## [WHAT YOU WILL DO]
Give again the entries below exactly, beginning at the first line and ending at the line with "Target: mosaic bench".

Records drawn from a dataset

Segment Open

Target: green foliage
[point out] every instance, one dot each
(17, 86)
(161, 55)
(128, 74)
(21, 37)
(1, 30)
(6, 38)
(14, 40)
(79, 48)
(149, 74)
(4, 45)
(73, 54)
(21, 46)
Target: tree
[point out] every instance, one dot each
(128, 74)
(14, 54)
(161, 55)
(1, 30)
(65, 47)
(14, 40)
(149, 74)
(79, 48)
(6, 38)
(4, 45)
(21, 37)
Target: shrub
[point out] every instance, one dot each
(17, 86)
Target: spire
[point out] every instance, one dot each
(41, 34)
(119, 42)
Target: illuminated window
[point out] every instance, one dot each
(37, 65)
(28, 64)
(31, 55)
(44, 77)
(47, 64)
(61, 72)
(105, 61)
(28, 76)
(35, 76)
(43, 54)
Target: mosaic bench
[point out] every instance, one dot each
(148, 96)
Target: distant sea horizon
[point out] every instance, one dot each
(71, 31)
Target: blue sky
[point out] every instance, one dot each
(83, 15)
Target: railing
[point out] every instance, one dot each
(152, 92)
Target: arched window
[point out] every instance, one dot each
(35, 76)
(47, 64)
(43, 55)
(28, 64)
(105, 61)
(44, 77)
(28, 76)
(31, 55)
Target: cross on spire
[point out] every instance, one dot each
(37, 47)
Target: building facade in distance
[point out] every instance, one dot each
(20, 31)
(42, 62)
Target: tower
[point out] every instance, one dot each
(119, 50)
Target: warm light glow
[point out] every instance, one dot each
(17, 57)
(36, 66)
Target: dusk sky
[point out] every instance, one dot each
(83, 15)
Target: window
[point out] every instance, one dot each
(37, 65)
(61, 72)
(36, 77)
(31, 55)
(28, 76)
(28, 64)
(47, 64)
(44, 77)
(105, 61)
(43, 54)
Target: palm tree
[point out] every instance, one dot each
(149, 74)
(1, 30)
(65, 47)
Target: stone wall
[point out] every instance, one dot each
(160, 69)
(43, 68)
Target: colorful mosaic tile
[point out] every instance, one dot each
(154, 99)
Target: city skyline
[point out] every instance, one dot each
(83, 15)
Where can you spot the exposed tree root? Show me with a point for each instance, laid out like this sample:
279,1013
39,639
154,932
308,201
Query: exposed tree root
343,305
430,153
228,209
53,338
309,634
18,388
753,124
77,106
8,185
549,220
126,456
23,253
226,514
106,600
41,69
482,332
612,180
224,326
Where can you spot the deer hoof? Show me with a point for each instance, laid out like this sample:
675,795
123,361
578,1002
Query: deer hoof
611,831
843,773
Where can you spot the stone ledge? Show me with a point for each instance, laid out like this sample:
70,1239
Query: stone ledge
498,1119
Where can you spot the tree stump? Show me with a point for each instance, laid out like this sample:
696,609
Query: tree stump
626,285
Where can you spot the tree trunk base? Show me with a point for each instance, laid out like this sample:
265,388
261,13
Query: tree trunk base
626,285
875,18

Segment Closed

## [FINAL ANSWER]
Target: green foliage
[point out] every instance, one dot each
(17, 86)
(161, 55)
(128, 74)
(21, 37)
(1, 30)
(6, 38)
(14, 40)
(79, 48)
(149, 74)
(4, 45)
(73, 54)
(21, 46)
Target: tree
[point out] every instance, one dot each
(128, 74)
(14, 54)
(161, 55)
(1, 30)
(65, 47)
(14, 40)
(149, 74)
(79, 48)
(6, 38)
(4, 45)
(21, 37)
Target: shrub
[point out] every instance, one dot each
(17, 86)
Target: spire
[point out] every instance, one dot each
(41, 34)
(119, 42)
Target: illuminated window
[point out] every instance, one dot each
(37, 65)
(28, 64)
(31, 55)
(44, 77)
(47, 64)
(61, 72)
(105, 61)
(28, 76)
(35, 76)
(43, 54)
Target: mosaic bench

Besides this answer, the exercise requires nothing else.